From the items below, pull out each line that contains the word "yellow" and copy it unchanged.

[Pointing records]
══════════════════════════════
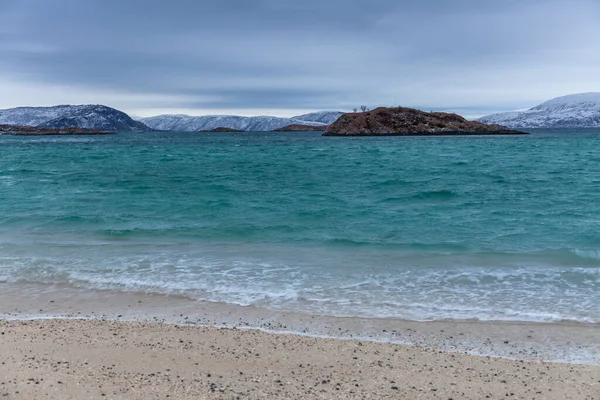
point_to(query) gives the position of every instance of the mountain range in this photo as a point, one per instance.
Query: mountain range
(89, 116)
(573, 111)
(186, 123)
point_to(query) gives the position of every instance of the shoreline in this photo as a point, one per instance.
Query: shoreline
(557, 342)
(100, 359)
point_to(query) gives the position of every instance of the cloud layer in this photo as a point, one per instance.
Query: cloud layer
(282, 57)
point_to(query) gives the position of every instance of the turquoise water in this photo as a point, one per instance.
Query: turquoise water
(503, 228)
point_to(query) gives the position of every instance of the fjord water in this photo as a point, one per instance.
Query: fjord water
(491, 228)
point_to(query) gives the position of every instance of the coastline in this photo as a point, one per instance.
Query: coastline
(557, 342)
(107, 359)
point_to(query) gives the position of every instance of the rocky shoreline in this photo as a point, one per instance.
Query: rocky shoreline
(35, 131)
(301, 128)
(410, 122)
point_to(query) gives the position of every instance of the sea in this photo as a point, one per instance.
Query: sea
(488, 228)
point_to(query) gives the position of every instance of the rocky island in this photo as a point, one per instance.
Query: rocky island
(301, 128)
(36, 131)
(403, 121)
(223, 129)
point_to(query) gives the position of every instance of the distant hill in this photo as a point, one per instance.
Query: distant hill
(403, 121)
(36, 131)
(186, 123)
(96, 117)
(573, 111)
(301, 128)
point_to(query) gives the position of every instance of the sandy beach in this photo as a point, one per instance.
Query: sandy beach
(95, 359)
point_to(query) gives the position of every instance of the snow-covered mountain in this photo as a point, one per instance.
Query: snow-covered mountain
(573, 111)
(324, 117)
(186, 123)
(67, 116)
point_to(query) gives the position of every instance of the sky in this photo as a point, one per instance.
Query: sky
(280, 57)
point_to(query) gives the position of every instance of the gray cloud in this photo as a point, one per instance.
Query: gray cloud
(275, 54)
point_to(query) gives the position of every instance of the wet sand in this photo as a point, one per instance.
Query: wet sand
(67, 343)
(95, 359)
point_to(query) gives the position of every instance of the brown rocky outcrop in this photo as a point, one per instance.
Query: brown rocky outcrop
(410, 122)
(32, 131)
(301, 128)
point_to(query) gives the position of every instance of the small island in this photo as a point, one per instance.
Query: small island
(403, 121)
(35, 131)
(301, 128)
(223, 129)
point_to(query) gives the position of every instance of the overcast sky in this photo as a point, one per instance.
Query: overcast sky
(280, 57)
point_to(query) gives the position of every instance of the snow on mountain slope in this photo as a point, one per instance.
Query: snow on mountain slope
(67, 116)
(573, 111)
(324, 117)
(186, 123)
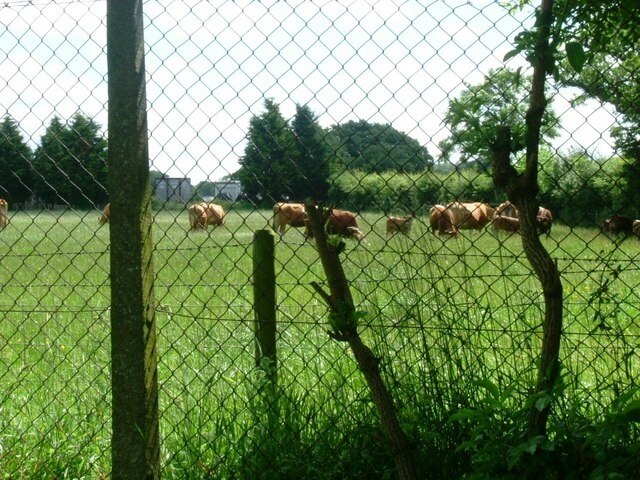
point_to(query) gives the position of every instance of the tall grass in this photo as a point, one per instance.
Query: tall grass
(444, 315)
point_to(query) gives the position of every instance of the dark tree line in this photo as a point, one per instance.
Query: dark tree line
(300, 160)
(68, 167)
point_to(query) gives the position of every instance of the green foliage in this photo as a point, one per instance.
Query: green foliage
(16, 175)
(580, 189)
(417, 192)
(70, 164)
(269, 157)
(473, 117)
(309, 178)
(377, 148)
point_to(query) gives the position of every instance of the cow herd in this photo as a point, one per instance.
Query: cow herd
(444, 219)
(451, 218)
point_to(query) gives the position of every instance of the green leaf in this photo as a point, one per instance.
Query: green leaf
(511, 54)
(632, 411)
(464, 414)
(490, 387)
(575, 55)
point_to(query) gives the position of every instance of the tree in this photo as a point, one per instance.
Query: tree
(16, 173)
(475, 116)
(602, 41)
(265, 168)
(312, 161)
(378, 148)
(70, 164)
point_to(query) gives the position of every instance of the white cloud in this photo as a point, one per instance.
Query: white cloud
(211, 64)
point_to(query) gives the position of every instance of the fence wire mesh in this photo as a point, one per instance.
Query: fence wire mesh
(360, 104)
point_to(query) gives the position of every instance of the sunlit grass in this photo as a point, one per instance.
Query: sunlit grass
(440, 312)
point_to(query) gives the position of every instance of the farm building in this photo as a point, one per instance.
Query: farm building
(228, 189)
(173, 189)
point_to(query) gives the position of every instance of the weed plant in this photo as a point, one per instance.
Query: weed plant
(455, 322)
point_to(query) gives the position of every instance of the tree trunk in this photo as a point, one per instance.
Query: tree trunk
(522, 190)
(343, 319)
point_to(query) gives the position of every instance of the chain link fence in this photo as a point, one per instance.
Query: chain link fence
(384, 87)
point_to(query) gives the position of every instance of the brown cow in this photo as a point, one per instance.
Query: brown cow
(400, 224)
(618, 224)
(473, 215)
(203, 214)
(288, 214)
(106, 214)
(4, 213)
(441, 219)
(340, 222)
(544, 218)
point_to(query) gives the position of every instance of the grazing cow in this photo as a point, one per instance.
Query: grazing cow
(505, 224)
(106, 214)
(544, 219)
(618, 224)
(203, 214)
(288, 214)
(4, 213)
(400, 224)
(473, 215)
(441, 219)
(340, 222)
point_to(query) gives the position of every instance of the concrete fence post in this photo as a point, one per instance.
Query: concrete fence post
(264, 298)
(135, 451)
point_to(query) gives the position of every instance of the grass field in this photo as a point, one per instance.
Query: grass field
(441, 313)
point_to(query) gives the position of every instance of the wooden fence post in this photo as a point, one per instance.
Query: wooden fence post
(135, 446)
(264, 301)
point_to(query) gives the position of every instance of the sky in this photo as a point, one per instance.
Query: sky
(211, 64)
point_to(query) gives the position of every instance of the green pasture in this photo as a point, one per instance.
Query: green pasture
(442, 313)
══════════════════════════════
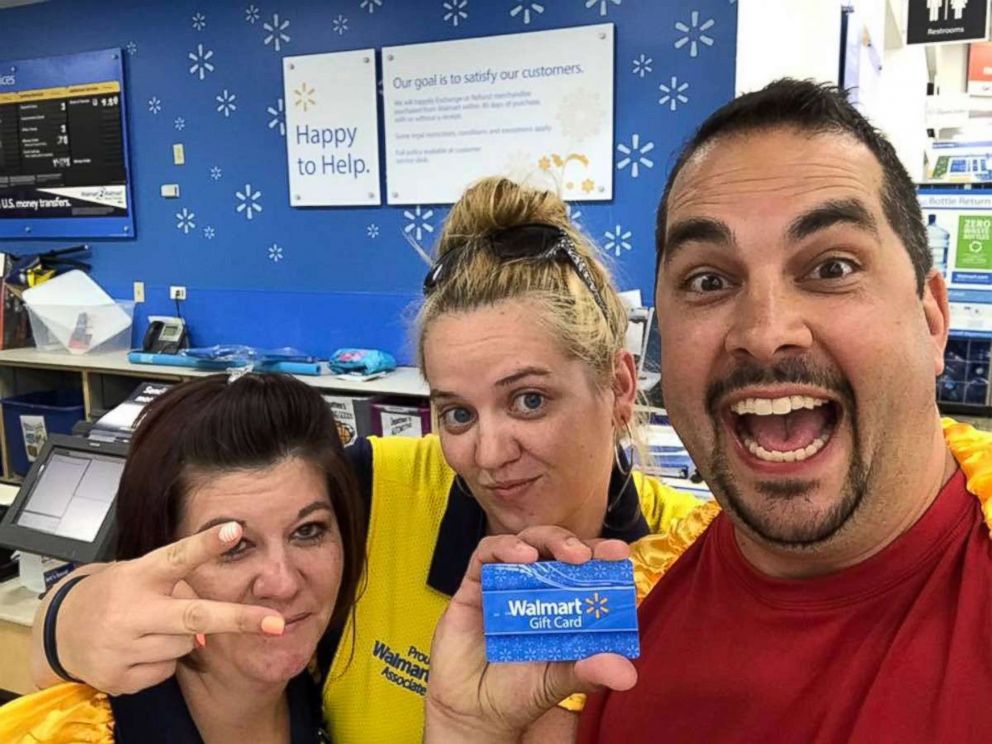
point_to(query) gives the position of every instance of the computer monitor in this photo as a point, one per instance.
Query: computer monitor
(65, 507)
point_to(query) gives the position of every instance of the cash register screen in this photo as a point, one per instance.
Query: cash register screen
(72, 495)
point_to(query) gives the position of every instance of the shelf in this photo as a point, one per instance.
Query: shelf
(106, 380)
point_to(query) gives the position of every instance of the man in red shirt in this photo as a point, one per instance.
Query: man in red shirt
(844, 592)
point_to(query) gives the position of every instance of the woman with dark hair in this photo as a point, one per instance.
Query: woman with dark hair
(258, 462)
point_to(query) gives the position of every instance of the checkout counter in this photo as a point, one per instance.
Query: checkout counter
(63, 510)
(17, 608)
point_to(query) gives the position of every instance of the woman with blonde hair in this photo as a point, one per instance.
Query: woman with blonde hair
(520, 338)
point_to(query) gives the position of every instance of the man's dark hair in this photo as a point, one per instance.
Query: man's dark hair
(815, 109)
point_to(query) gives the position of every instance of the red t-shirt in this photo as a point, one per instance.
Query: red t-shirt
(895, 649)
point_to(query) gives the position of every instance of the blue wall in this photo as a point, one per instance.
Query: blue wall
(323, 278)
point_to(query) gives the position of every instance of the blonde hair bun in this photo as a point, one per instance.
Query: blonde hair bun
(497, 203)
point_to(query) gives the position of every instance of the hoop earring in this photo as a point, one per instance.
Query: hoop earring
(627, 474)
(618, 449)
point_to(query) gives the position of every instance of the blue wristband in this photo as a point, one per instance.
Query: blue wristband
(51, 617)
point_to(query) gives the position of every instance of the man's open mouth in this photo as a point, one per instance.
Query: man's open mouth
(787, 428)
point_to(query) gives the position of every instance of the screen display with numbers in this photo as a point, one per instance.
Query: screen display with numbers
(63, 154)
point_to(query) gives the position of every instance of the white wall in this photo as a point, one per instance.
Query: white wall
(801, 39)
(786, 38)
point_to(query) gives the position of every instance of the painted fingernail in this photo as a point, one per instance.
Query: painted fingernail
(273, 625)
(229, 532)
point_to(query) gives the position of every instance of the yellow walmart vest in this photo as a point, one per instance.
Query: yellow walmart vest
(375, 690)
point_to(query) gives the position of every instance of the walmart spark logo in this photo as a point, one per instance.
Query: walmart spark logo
══════════════════════════════
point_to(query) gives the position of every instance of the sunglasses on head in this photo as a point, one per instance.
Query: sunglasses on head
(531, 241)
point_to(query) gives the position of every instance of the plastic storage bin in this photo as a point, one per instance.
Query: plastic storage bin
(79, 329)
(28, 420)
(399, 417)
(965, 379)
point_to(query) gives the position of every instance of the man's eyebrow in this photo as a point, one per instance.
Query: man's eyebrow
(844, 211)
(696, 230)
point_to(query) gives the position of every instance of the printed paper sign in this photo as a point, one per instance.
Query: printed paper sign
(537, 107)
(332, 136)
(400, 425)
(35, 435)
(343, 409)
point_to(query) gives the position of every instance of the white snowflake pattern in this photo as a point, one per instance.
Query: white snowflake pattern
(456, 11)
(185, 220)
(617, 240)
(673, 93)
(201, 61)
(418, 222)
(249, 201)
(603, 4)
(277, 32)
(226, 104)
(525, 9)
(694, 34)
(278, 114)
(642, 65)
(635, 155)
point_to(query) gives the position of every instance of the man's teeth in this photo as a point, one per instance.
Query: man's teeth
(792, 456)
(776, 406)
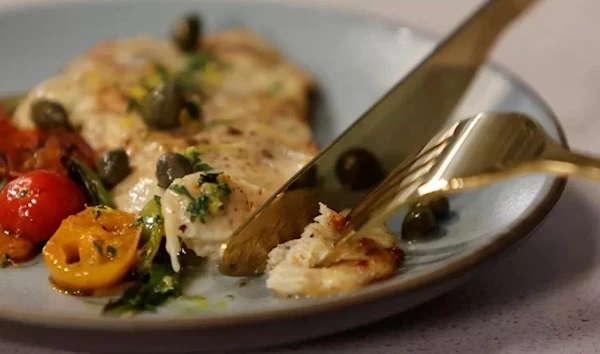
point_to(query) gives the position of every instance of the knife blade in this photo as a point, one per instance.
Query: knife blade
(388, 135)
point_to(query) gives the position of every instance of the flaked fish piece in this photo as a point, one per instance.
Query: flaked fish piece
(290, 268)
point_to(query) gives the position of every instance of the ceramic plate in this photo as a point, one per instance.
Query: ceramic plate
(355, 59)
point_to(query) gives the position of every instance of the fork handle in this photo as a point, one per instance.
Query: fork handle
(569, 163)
══════════════════════════════
- _REPLY_
point_to(query) gives the position of every instance of the yellow walmart vest in this photo as a point, one per instance.
Query: yellow walmart vest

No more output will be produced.